INFORMATION PROVIDED start

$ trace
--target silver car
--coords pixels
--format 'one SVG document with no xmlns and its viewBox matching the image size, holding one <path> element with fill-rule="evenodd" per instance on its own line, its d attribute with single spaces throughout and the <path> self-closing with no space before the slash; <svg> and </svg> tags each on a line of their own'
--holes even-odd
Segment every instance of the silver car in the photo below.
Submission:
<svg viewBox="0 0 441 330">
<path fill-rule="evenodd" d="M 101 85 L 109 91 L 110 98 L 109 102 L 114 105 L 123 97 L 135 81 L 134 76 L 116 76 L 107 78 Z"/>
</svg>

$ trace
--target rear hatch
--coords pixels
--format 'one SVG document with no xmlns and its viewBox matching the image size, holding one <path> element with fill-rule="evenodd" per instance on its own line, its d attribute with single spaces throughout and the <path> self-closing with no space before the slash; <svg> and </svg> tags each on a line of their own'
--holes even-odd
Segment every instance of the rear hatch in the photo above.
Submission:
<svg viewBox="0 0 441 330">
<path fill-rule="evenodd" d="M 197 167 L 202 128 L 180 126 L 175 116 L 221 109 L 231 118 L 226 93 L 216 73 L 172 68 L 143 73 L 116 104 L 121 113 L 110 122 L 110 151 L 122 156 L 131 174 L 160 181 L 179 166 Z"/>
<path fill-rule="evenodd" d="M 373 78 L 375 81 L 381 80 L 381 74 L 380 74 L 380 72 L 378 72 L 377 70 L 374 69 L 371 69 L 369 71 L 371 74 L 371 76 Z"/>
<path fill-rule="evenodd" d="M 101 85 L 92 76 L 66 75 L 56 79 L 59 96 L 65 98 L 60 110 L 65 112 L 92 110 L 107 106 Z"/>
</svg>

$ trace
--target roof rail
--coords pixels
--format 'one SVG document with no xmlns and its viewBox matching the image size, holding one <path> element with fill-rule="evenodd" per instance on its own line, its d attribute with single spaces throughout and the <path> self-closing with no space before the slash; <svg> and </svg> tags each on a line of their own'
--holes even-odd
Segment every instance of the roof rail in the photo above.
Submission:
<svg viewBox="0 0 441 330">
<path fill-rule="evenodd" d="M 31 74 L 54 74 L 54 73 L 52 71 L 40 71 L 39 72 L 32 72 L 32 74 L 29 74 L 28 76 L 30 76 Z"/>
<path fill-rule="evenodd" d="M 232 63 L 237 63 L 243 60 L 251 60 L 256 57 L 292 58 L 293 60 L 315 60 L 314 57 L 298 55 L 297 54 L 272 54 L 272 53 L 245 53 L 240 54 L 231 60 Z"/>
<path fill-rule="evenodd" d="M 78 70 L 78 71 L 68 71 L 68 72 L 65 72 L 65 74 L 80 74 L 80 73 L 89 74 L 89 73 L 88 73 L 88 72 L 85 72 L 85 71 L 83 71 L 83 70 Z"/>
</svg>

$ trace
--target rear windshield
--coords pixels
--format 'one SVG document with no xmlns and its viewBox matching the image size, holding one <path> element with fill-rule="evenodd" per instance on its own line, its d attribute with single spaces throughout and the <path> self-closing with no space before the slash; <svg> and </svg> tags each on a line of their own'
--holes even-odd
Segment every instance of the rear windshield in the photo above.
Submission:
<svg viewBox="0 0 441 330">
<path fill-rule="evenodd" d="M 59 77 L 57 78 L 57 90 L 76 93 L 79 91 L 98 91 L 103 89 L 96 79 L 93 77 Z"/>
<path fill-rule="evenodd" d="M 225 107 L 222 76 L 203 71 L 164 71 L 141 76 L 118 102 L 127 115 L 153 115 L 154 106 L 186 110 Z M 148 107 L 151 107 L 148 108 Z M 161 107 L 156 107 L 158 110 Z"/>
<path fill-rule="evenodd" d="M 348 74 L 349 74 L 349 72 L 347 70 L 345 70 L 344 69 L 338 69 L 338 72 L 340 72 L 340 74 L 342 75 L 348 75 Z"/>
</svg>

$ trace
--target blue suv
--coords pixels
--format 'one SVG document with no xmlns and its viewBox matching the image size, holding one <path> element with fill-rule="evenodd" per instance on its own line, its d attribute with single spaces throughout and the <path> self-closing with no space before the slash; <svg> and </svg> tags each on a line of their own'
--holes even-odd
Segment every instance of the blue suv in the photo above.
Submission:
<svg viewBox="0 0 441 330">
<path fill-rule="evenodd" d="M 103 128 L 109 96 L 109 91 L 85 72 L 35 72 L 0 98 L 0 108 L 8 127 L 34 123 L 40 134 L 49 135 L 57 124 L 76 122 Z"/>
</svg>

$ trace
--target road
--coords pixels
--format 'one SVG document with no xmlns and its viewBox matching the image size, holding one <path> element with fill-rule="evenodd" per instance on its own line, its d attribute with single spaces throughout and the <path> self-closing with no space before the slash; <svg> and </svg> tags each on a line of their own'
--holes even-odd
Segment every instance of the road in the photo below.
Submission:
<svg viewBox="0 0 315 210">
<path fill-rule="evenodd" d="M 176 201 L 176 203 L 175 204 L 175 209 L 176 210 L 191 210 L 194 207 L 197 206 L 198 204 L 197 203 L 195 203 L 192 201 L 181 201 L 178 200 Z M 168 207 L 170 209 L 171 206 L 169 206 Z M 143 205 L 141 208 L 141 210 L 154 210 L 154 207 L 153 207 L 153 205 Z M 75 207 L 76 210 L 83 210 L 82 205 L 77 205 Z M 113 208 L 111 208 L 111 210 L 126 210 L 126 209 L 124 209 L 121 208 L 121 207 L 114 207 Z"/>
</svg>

INFORMATION PROVIDED end

== REQUIRED WORK ==
Which lines of the records above contain the string "rear"? Report each one in full.

== EXERCISE OUTPUT ==
--target rear hatch
Segment every instance of the rear hatch in the photo above.
--target rear windshield
Segment every instance of the rear windshield in the photo above.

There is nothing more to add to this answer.